Revisiting Churn: Random Forest

Random Forest
Customer Churn
SaaS
Author

Tim Anderson

Published

April 20, 2021

Beyond Logistic Regression: Exploring Random Forest for Churn Prediction

In the previous blog, I explored how logistic regression can be used to predict customer churn in subscription-based businesses. The resulting model produced an accuracy of around 81.5%, indicating it could reliably identify customers at risk of leaving. However, in the realm of predictive analytics, logistic regression is just one method among many. Different algorithms provide different advantages—and sometimes reveal insights that simpler models might miss.

In this post, I’ll shift focus to Random Forest, another popular algorithm for classification tasks. Specifically, I’ll contrast it with logistic regression and discuss why a slightly lower accuracy (in this case) doesn’t necessarily mean Random Forest is a poor choice for churn prediction. In many cases, the nuances of what an algorithm can reveal—and how it can handle complex data—may be more valuable than a one- or two-point difference in accuracy.


What Is Random Forest?

Random Forest is an ensemble learning method that builds upon the idea of decision trees. In simple terms, it trains many different decision trees (often hundreds) on bootstrapped subsets of your data, then aggregates their individual predictions (via majority vote for classification problems). This “wisdom of the crowd” approach typically yields a model that:

  1. Reduces Overfitting: A single decision tree can become overly complex, memorizing training data rather than learning generalizable patterns. By averaging predictions across many trees, Random Forest smooths out extremes.

  2. Handles Complex Interactions: Logistic regression assumes a linear (or log-linear) relationship between features and churn probability, but Random Forest can naturally capture nonlinear relationships and interactions among variables.

** Directive A **
Copy everything in the rows from the line containing "Each instance of the green" down to the end of the rows, leaving the pictures out.
The rows that follow have no connection to the churn article above.

** Exercise material **
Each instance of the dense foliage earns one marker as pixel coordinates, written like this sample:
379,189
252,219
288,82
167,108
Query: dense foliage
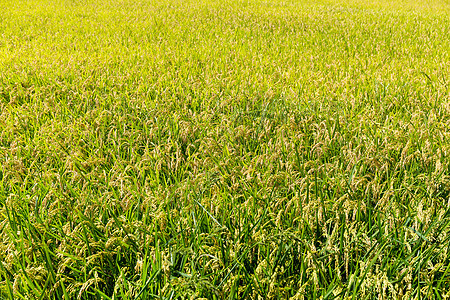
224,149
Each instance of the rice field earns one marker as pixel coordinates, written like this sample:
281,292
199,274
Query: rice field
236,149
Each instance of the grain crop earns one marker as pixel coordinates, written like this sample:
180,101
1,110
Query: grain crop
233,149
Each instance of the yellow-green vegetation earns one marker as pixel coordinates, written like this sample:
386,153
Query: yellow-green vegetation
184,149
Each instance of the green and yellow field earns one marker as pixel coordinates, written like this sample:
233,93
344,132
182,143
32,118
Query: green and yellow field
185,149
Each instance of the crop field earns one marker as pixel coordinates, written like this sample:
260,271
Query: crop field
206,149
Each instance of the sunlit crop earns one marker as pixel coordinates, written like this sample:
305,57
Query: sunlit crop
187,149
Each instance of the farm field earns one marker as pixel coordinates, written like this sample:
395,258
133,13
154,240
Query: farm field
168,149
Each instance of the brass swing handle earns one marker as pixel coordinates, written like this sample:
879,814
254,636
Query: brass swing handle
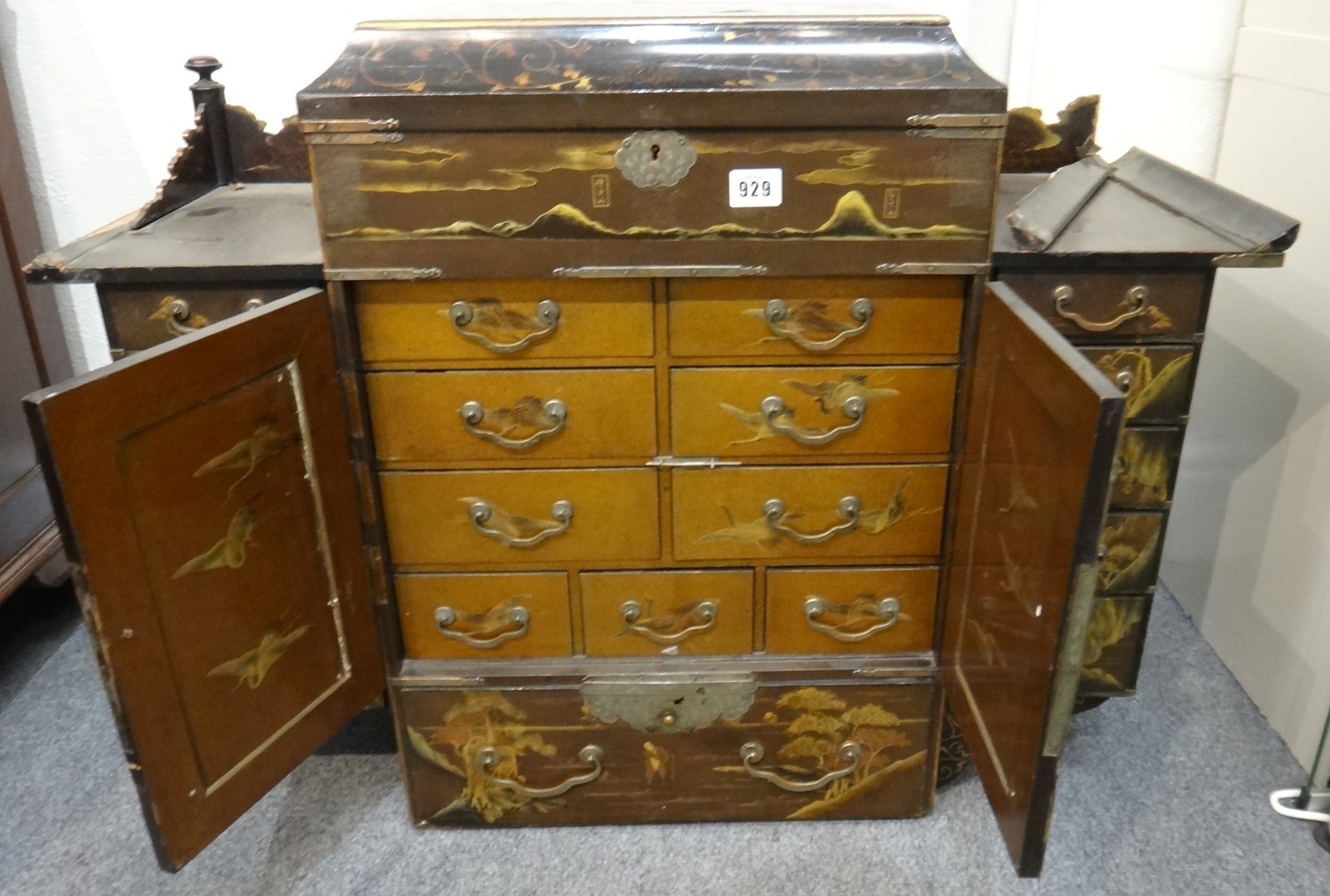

** Directive B **
Repeat everything in the churn article from "April 20, 2021" down to "models might miss.".

** Complete response A **
Each instance of the green and yellow field earns one marker as pixel coordinates, written like this sample:
233,93
344,132
182,143
32,118
Query: green and yellow field
185,149
Each instance of the crop field earns one marker as pixel coordinates, written like this sample:
260,271
Query: crop field
206,149
Each instance of the sunlit crop earns one marker as pixel coordinates, written like this sample:
305,57
Query: sunlit crop
187,149
Each instance of the farm field earns one marker as pixel coordinates, written like this sample:
395,258
133,13
154,240
Query: farm field
168,149
Each instance of the brass swing handle earns one marker as pixel coordinates, written like this sample:
879,814
254,636
Query: brass swing handle

** Complete response B **
April 20, 2021

Beyond Logistic Regression: Exploring Random Forest for Churn Prediction

In the previous blog, I explored how logistic regression can be used to predict customer churn in subscription-based businesses. The resulting model produced an accuracy of around 81.5%, indicating it could reliably identify customers at risk of leaving. However, in the realm of predictive analytics, logistic regression is just one method among many. Different algorithms provide different advantages—and sometimes reveal insights that simpler models might miss.